> [What is needed] In the records below, how many lines contain the string "dress"? Reply with the number alone.

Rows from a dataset

═══

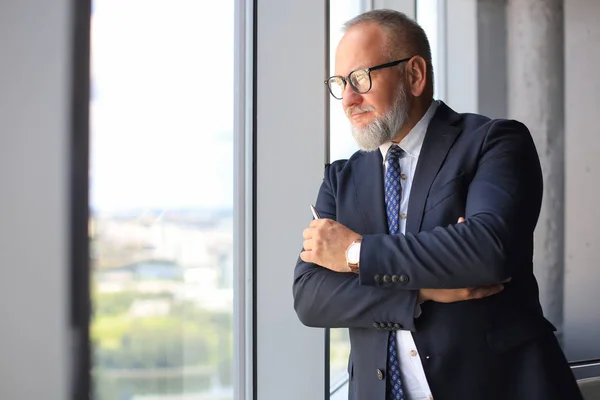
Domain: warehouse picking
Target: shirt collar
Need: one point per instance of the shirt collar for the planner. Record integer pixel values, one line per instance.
(413, 142)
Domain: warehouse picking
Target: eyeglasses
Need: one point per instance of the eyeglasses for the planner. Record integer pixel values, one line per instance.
(360, 79)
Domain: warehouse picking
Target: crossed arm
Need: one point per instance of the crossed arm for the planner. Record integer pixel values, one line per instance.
(458, 262)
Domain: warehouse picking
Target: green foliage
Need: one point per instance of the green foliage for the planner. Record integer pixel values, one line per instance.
(180, 351)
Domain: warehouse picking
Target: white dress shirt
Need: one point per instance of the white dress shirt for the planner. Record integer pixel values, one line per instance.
(411, 370)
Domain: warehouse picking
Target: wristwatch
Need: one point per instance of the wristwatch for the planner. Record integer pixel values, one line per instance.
(353, 255)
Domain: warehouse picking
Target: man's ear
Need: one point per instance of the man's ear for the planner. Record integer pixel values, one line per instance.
(417, 75)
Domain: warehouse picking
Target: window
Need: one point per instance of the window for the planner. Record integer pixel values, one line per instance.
(431, 17)
(162, 221)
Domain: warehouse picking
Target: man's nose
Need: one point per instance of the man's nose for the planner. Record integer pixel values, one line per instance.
(350, 97)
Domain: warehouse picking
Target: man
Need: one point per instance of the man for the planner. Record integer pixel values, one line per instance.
(437, 305)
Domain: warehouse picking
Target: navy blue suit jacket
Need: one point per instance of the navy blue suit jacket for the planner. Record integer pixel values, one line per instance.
(500, 347)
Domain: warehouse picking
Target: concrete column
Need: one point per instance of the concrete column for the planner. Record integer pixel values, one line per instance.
(536, 97)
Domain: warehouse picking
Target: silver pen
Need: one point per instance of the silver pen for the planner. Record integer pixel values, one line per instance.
(315, 212)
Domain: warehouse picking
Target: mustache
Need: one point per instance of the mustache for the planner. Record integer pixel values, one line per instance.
(350, 111)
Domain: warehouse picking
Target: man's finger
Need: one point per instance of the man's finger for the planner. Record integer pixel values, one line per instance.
(307, 233)
(486, 291)
(316, 223)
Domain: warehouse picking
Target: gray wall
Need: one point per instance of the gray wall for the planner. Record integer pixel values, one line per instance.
(582, 178)
(34, 117)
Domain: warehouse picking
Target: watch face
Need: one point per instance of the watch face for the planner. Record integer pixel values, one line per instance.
(354, 253)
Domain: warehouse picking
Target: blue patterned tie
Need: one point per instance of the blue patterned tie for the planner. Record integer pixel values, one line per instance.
(393, 195)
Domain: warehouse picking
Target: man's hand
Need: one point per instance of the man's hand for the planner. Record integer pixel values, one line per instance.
(325, 244)
(454, 295)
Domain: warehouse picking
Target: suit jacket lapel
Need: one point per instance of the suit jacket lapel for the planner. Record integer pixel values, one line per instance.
(368, 185)
(439, 138)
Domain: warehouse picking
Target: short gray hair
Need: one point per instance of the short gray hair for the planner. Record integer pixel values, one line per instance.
(403, 33)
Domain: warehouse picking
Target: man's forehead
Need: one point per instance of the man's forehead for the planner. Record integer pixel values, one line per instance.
(360, 47)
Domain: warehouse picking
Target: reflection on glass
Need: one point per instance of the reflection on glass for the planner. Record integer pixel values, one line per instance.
(430, 17)
(342, 145)
(161, 225)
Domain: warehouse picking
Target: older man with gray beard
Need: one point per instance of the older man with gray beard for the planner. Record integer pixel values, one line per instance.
(437, 305)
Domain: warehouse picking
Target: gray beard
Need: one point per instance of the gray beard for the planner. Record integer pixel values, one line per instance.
(383, 129)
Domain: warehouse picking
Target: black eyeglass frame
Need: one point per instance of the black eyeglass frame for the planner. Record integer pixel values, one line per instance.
(368, 71)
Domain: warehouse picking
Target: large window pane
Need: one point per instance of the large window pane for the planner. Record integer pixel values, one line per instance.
(161, 225)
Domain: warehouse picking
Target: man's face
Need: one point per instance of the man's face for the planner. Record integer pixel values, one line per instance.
(377, 115)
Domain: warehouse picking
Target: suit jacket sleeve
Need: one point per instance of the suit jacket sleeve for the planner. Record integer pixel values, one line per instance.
(327, 299)
(502, 208)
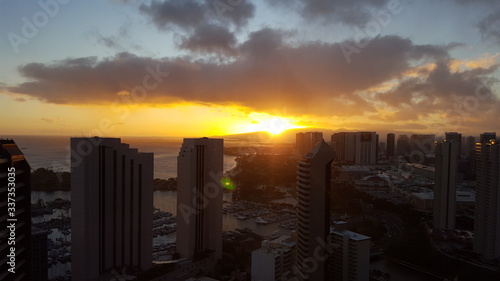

═══

> [Answer] 2